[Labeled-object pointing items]
──────────

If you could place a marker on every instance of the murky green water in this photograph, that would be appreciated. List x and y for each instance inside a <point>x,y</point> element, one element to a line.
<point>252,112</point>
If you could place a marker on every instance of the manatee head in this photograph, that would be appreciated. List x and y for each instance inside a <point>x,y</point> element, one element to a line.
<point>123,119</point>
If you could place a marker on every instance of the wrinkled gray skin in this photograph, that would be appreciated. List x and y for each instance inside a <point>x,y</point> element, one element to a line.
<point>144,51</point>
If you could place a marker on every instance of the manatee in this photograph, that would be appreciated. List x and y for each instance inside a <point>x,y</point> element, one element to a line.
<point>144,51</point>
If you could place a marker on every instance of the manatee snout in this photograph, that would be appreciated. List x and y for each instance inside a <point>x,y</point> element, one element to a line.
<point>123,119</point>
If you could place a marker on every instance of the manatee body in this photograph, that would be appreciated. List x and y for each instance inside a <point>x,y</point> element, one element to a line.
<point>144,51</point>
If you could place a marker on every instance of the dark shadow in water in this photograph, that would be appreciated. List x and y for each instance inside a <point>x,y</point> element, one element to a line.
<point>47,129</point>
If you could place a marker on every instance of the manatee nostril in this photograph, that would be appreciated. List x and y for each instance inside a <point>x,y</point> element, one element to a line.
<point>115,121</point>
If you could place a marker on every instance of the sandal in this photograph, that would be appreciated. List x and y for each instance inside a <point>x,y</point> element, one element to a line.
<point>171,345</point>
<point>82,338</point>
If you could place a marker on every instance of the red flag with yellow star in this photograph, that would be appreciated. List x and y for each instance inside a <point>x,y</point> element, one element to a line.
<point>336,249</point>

──────────

* WHAT YOU NEED TO DO
Copy every line of the items above verbatim, without changing anything.

* SOLVED PROBLEM
If you could place a marker on every instance of the murky green water in this photograph, that would be appreciated. List x and y for each instance inside a <point>x,y</point> element, one element to a line.
<point>252,112</point>
If you could place a marker on every instance of the manatee head in this photograph, that would be appreciated. List x and y for each instance inside a <point>x,y</point> element, one element to a line.
<point>123,119</point>
If you could place a marker on every instance of the wrinkled gray skin in this photograph, that would be appreciated. List x and y for each instance inside a <point>x,y</point> element, one element to a line.
<point>144,51</point>
If you could place a marker on every instance of the manatee in this photograph, that would be appreciated. List x and y for each instance inside a <point>x,y</point> element, one element to a line.
<point>144,51</point>
If you could place a marker on every instance of the manatee snout in this photograph, that would be appreciated. List x and y for each instance inside a <point>x,y</point> element, one element to a line.
<point>123,119</point>
If you could place a marker on every instance of the manatee body in this photograph, that would be appreciated. List x and y for each instance inside a <point>x,y</point> element, one element to a line.
<point>144,51</point>
If you could place a marker on every instance of the dark shadow in water in this photograph, that would be appreciated. List x and y for each instance inside a <point>x,y</point> element, one element to a line.
<point>47,129</point>
If you could place a marker on every instance of the manatee nostril in this photograph, that would be appreciated. List x and y for each instance inside a <point>x,y</point> element, one element to a line.
<point>115,121</point>
If you could place a marker on every instance of the sandal in this photograph, that would be appreciated. List x and y for each instance inside a <point>x,y</point> element, one element to a line.
<point>171,345</point>
<point>82,338</point>
If you could place a marker on every instance of the red flag with yellow star in this photograph, that would be appreciated. List x and y for each instance inside a <point>x,y</point> element, one element to a line.
<point>336,249</point>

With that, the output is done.